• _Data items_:
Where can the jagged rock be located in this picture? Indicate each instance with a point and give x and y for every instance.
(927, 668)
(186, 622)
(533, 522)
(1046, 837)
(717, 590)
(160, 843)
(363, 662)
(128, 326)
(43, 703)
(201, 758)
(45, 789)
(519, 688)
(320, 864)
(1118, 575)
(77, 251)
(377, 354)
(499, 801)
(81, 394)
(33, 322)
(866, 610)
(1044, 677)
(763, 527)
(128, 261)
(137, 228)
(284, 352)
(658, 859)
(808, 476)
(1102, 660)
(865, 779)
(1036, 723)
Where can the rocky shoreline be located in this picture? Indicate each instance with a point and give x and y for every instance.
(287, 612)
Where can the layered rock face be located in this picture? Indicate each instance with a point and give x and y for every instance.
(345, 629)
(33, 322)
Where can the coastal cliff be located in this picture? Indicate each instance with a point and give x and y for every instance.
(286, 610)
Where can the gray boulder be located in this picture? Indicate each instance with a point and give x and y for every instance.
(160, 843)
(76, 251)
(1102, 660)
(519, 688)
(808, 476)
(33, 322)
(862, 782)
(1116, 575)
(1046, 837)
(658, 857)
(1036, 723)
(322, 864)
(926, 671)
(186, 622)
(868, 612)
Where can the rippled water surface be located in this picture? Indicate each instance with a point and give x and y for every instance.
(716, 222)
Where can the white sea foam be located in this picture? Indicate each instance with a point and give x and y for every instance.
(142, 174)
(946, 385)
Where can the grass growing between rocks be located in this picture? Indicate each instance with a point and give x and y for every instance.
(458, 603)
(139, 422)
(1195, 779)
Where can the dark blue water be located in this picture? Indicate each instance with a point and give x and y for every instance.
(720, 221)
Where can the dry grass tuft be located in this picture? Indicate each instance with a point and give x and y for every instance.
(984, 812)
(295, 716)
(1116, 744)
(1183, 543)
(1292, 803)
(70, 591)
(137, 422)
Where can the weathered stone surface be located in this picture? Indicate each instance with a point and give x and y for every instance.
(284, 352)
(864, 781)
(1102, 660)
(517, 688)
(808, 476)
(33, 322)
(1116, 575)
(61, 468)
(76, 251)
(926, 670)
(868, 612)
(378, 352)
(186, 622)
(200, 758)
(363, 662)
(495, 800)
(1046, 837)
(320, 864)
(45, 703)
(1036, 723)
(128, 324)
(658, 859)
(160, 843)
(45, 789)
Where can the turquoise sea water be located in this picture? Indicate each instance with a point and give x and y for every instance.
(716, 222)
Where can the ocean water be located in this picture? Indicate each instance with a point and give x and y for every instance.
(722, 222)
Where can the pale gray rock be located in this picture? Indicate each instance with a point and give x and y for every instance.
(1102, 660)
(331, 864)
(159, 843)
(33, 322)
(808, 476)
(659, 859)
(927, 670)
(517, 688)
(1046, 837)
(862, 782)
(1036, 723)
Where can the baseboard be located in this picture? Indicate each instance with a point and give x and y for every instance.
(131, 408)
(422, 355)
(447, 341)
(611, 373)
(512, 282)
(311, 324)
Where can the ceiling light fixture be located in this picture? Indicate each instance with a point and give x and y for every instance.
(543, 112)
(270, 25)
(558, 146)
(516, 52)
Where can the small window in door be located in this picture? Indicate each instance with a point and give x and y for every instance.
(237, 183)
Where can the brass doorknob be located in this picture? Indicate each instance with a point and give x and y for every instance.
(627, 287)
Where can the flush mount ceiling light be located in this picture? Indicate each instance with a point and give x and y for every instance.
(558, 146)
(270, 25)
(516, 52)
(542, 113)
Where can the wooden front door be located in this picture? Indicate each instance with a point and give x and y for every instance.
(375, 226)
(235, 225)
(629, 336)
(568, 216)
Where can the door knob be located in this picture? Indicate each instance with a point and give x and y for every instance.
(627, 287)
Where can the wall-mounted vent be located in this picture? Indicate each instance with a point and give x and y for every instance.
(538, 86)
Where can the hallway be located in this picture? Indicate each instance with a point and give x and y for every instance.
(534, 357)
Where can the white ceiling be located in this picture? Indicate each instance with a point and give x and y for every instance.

• _Brief_:
Having read the records, return each one exactly.

• _Task answer_:
Where can the jagged rock be located in this picture? Indicate each instance with a point and give x and y for every instance.
(927, 668)
(186, 622)
(533, 522)
(1046, 837)
(717, 590)
(160, 843)
(363, 662)
(128, 326)
(43, 703)
(201, 758)
(45, 789)
(519, 688)
(320, 864)
(1118, 575)
(77, 251)
(377, 354)
(499, 801)
(81, 394)
(33, 322)
(866, 610)
(1044, 677)
(763, 527)
(128, 261)
(137, 228)
(284, 352)
(658, 859)
(808, 476)
(1102, 660)
(865, 779)
(1036, 723)
Where can the rocky shoreline be located in this picture? Indicate each instance with a point and give x and y for every instance.
(287, 612)
Where can the layered rock face be located in this picture? Indicate each instance with a point and give x and y for every instance.
(345, 629)
(33, 322)
Where can the coastal cliff be located in this picture? Indicate each instance with a point and give x and y for every instance.
(286, 610)
Where can the gray boulder be located in this picture? Indicate each instance with a point and give x and y for every instance.
(160, 843)
(76, 251)
(1102, 660)
(519, 688)
(808, 476)
(33, 322)
(862, 782)
(1116, 575)
(1046, 837)
(658, 857)
(1036, 723)
(322, 864)
(926, 671)
(186, 622)
(868, 612)
Where can the rippled water surface be located in this picture? Indicate each instance with a point and give x and y for every instance.
(716, 222)
Where can the white sea foam be located in this picture? Indicate each instance with a point and give x and y for every instance.
(142, 174)
(946, 385)
Where can the grass growing between rocks be located in this picture? Indicate each instance with a point and give x and y for every instance.
(458, 603)
(139, 422)
(1195, 779)
Where can the dark blue water be located in this picture? Indicate each instance with a point and give x and y for every instance.
(720, 221)
Where can the dry grass tuft be located in this picture? Indicate each instance with a point and give x and y for every instance.
(984, 812)
(295, 716)
(1116, 744)
(1183, 543)
(1292, 803)
(70, 591)
(137, 422)
Where can the weathered stone surface be located in this picture? Indicate each instance with a point and give x and y for every instance.
(284, 352)
(864, 781)
(1102, 660)
(517, 688)
(808, 476)
(33, 322)
(1116, 575)
(61, 468)
(76, 251)
(926, 670)
(868, 612)
(378, 352)
(186, 622)
(200, 758)
(363, 662)
(495, 800)
(1046, 837)
(320, 864)
(45, 703)
(1036, 723)
(128, 324)
(658, 859)
(160, 843)
(45, 789)
Where can the turquoise sea water be located in this picture? Indicate each instance with a point and give x and y for every instance.
(716, 222)
Where can the ocean water be located in this picture? Indicate each instance with a point and give x and y for every instance.
(722, 222)
Where can the pale gray rock be located in this picture? Indicate each instance with a point and give x and y for every instance.
(1102, 660)
(331, 864)
(159, 843)
(33, 322)
(808, 476)
(659, 859)
(927, 670)
(517, 688)
(1046, 837)
(862, 782)
(1036, 723)
Where can the baseboard be located in this picture? Indicate each instance with a point and give x and y for every instance.
(131, 408)
(422, 355)
(447, 341)
(611, 373)
(512, 282)
(311, 324)
Where can the ceiling light fixture be located in this picture? Indicate each instance with a point and give x and y for every instance.
(543, 112)
(270, 25)
(558, 146)
(516, 52)
Where can the small window in door be located in this picture? Indicate each instance with a point and give x and y for every instance.
(237, 183)
Where can the brass doorknob be located in this picture? Indicate each instance with a point and give x and y for every instance.
(627, 287)
Where can the flush mount ceiling light be located in this picture? Indicate each instance with a point and give x and y for every instance.
(558, 146)
(270, 25)
(516, 52)
(542, 113)
Where can the wooden front door be located in this picture? Indicate each instance with a point and give x and y for every instance.
(375, 226)
(235, 225)
(629, 336)
(568, 216)
Where can the door knob be located in this picture? Indicate each instance with a point and give x and y for every instance.
(627, 287)
Where can the wall-mounted vent be located in this picture? Indicate each instance with a point and give x and y for every instance.
(538, 86)
Where can the hallway be located in this picture? Indicate each instance with a point and give x and y for every instance.
(534, 357)
Where can the white ceiling be located in this picture? Indicate each instance with a point and give x and y for every instance.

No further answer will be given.